▶ [Exercise requirements] Would you reproduce, word for word, only the lines from the one with "on table and report its bounding box." to the end of the listing below?
───
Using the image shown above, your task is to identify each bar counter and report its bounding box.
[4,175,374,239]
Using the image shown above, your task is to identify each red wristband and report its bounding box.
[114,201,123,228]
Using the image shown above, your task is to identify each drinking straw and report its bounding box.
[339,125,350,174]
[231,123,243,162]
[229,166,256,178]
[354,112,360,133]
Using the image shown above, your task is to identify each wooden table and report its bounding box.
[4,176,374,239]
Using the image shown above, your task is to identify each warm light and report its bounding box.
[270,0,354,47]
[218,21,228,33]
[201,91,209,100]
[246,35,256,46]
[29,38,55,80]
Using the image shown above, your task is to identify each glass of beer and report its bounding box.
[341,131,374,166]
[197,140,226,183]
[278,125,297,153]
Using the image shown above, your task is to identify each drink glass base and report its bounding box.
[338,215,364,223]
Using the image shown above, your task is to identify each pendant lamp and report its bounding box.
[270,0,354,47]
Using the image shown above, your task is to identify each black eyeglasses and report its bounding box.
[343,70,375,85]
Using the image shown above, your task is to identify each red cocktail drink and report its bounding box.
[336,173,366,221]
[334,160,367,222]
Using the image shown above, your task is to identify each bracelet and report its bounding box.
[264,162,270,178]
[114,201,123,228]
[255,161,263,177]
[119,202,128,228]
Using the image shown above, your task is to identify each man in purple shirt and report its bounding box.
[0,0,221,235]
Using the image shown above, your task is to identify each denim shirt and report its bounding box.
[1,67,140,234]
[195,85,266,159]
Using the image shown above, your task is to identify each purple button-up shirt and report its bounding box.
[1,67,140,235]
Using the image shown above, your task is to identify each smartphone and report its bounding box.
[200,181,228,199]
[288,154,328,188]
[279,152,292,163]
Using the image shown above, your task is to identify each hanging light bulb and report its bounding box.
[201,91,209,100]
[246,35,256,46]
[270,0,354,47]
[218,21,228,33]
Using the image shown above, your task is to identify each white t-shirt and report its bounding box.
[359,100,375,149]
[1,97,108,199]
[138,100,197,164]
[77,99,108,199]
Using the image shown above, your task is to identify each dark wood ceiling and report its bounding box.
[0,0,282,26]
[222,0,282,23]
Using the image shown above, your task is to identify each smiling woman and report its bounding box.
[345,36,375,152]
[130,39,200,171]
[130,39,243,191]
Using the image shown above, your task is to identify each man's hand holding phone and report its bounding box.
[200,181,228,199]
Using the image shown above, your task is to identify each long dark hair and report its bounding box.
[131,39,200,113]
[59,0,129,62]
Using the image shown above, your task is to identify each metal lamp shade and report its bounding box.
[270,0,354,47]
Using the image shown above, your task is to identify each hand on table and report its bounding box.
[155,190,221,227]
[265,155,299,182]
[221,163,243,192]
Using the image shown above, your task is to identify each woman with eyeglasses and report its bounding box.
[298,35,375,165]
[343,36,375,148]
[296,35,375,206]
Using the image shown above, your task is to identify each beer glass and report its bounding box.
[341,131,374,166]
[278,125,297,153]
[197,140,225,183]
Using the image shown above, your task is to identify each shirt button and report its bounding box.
───
▶ [Solution for this exercise]
Using the image shown above, your task is to identify each hand on table and report its bounding box.
[155,190,221,227]
[265,155,299,182]
[221,163,243,192]
Using the image shown above, your task is to identify each woman with eyeglasses and report its bounding box.
[298,35,375,165]
[343,36,375,148]
[296,35,375,206]
Using the image shown above, your task is to identify each beer glass and report its bounding box.
[341,131,374,166]
[278,125,297,153]
[197,140,225,183]
Using the image shown above, your task is to identify each shirt button and report its bounding box.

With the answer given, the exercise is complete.